--- WRITTEN PROBLEM 1 ---
According to the meeting notice, what is the company's NYSE stock ticker?

-- SELECTED PASSAGE start --

OneConnect Financial
Technology Co., Ltd.
壹 賬
通 金 融 科 技 有 限 公 司
(Incorporated
in the Cayman Islands with limited liability)
(Stock Code:
6638)
(NYSE Stock Ticker:
OCFT)
NOTICE OF EXTRAORDINARY
GENERAL MEETING
to be held on January 16,
2024
(or any adjourned
or postponed meeting thereof)
NOTICE
IS HEREBY GIVEN that the extraordinary general meeting (the “EGM”) of OneConnect
Financial Technology Co., Ltd. (the “Company”) will be held at 10:00 a.m. on January 16, 2024 (Tuesday)

-- SELECTED PASSAGE end --
-- EXERCISE DATA start --

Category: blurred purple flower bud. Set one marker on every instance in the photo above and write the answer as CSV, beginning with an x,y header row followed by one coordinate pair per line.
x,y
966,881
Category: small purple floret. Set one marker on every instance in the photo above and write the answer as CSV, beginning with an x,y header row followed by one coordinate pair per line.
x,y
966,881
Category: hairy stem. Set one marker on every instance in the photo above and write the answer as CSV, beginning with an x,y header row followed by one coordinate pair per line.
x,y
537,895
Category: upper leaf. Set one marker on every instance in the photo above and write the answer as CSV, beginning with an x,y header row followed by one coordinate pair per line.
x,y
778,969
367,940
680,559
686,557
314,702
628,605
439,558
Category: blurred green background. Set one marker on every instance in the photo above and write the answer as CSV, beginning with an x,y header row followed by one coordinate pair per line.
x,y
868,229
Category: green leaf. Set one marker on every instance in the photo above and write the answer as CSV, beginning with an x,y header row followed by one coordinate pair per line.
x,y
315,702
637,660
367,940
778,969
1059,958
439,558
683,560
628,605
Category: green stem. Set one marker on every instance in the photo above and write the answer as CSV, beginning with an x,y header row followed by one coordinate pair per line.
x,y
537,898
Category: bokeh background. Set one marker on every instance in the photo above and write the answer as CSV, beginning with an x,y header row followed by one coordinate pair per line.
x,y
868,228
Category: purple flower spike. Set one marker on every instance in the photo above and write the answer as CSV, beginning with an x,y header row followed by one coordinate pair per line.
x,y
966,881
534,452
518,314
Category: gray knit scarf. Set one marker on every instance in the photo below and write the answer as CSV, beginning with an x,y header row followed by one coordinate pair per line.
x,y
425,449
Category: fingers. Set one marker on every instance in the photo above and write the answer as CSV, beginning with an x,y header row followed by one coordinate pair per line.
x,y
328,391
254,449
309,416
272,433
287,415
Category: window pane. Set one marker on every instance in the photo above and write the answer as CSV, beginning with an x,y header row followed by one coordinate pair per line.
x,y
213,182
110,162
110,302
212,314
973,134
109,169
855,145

-- EXERCISE DATA end --

--- WRITTEN PROBLEM 2 ---
Output the entries from the line with "Category: window pane." through the last line of the entries as a Markdown table with two columns, Row and Line. Give each line a row number and leave out blank lines.

--- EXERCISE SOLUTION 1 ---
OCFT

--- EXERCISE SOLUTION 2 ---
| Row | Line |
|---|---|
| 1 | Category: window pane. Set one marker on every instance in the photo above and write the answer as CSV, beginning with an x,y header row followed by one coordinate pair per line. |
| 2 | x,y |
| 3 | 213,182 |
| 4 | 110,162 |
| 5 | 110,302 |
| 6 | 212,314 |
| 7 | 973,134 |
| 8 | 109,169 |
| 9 | 855,145 |